::: GIVEN RECORDS
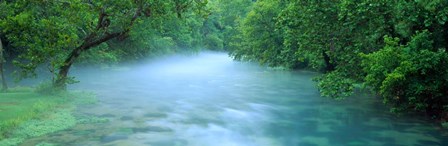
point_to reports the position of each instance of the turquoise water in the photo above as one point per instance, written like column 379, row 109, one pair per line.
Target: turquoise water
column 210, row 100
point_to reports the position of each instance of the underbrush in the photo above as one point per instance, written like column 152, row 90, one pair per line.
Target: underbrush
column 31, row 112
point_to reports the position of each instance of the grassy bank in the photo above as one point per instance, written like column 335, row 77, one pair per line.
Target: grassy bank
column 25, row 113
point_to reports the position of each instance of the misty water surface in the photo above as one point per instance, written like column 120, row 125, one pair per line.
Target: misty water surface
column 210, row 100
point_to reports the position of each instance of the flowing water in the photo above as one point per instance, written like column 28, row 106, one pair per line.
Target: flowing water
column 210, row 100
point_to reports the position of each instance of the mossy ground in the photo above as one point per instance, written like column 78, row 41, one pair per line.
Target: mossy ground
column 25, row 113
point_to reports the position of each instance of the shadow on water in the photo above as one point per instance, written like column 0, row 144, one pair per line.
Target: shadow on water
column 208, row 99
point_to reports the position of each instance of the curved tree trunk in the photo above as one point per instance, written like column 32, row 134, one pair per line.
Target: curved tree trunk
column 2, row 73
column 92, row 40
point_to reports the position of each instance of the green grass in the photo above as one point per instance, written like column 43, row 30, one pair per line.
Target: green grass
column 25, row 113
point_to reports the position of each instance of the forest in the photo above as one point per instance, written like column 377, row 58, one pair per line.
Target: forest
column 396, row 50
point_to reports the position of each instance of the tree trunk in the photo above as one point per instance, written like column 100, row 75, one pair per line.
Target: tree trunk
column 92, row 40
column 63, row 70
column 2, row 73
column 328, row 65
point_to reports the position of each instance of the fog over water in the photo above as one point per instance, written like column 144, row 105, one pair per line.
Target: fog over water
column 210, row 100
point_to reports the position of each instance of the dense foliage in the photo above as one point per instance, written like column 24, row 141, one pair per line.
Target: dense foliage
column 396, row 48
column 57, row 33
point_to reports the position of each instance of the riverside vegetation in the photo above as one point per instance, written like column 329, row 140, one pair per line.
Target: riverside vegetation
column 396, row 49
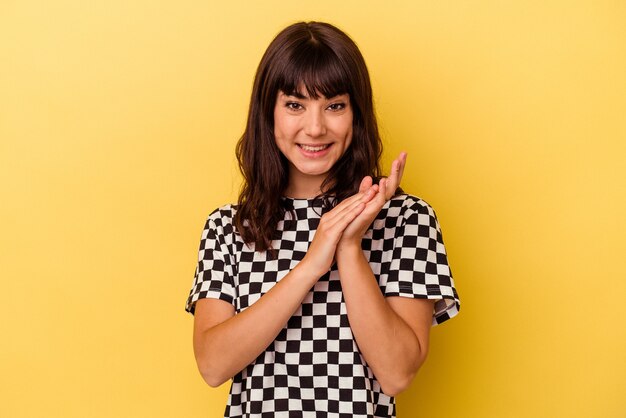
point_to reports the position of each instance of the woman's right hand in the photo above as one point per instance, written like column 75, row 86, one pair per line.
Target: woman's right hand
column 320, row 256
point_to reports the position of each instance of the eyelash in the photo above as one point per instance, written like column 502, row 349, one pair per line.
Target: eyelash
column 335, row 107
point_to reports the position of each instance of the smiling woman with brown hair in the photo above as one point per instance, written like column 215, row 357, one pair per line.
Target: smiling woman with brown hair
column 317, row 291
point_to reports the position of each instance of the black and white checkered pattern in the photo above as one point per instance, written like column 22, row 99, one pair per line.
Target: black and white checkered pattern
column 314, row 367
::::::
Retype the lines of the records above, starting at the line containing "point_to reports the position of each instance of the woman's" and ending at the line containing "column 317, row 291", with both of those lines included.

point_to reports the position of each instance of the woman's right hand in the photo above as one point per instance, written like column 75, row 86, one pair per line.
Target: woman's right hand
column 320, row 256
point_to reports the position of each instance of the eyelash in the photo above as one point per instance, written like column 502, row 349, one pair per line.
Target: eyelash
column 335, row 107
point_to reports the position of each instance of the smiling woman with brown hair in the photo above as one point per instance, written like column 215, row 357, one pair per line.
Target: smiling woman with brown hair
column 317, row 291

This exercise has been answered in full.